Source data:
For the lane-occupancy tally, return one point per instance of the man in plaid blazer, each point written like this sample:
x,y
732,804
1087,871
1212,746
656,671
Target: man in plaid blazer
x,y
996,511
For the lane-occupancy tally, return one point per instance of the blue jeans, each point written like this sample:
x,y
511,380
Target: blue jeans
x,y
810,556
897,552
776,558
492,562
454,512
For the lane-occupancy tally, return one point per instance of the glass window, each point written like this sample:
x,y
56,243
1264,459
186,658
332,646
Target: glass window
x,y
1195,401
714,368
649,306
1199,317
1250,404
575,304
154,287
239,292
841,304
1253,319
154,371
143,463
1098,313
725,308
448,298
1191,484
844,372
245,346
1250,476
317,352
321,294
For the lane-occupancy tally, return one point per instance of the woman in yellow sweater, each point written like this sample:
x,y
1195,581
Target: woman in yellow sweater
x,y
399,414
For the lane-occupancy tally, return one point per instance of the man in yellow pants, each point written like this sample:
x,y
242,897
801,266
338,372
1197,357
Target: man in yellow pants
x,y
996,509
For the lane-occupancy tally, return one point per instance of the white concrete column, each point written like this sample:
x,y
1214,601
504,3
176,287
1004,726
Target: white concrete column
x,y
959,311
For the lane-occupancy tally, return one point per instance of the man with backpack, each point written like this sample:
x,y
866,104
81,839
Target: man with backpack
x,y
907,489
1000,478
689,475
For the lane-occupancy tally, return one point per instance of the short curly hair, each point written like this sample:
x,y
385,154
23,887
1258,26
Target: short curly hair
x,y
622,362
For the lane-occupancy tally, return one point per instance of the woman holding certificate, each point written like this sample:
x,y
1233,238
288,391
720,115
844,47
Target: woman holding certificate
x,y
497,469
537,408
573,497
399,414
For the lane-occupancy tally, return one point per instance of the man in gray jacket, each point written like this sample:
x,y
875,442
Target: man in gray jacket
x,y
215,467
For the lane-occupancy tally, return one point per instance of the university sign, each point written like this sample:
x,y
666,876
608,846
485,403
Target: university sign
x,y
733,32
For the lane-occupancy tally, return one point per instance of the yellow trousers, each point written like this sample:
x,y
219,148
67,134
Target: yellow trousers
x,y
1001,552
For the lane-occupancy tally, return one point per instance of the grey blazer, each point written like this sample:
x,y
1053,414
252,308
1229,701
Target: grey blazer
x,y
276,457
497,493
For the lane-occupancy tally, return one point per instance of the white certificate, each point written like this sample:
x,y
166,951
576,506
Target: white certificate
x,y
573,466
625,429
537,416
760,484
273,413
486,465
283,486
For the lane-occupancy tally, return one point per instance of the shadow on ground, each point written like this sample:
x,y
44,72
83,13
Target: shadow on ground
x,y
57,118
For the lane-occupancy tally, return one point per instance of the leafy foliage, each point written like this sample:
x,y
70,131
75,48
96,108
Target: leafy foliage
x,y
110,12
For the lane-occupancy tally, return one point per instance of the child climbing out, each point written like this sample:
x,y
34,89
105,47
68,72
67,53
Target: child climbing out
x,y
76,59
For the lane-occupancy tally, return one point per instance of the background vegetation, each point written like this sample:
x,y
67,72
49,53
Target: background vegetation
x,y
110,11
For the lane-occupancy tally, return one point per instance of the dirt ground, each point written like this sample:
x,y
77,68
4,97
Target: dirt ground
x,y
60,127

**WHAT TO WORK ON**
All lines from the one that holds "Target: short curly hair" to the end of the entries above must be transcribed exactly, both ends included, and no others.

**REPLY**
Target: short curly hair
x,y
622,362
For the lane-occupancy tally, return one point per instance of the woman holding certificate, each point written like this sample:
x,y
1233,238
288,391
720,115
844,47
Target: woman holding certificate
x,y
497,469
537,408
573,497
399,414
For the lane-occupancy tally, return one point per instance of the man in gray jacket, each point written like this sample:
x,y
875,442
Target: man in gray jacket
x,y
215,467
For the lane-occupancy tally, return one point per instance of the university sign, each point written like this sample:
x,y
666,876
608,846
485,403
Target: university sign
x,y
733,32
For the lane-occupancy tally, return one point per instance of the yellow trousers, each point written like this sample:
x,y
219,148
67,134
Target: yellow trousers
x,y
1001,552
For the lane-occupancy tally, return one point per instance of the grey blazer, each point written like this sample:
x,y
1053,414
252,308
1229,701
Target: grey blazer
x,y
276,457
497,493
For the lane-occupancy tally, return one point per instance of the white certificate, each point written like this sample:
x,y
166,951
576,506
Target: white certificate
x,y
573,466
625,429
537,416
760,484
273,413
486,465
283,486
For the lane-occupancy tally, return one point per instance of the shadow on ground, each point written like this sample:
x,y
44,72
83,13
Target: shadow on ground
x,y
57,118
For the lane-occupancy tally, return one point per instance of the leafy foliage, each point written like this sample:
x,y
70,131
75,48
96,108
Target: leafy foliage
x,y
110,12
For the lane-occupancy tally, return one point per instance of the child climbing out, each point written like this sample:
x,y
34,89
105,47
68,72
67,53
Target: child climbing out
x,y
76,59
For the lane-occupancy tally, return one point per instance of the background vegetation, each point written like this sample:
x,y
67,72
49,53
Target: background vegetation
x,y
110,11
For the lane-occupancy tally, return one point per instance of the dirt ground, each point written like this sample:
x,y
77,68
4,97
Target: dirt ground
x,y
60,127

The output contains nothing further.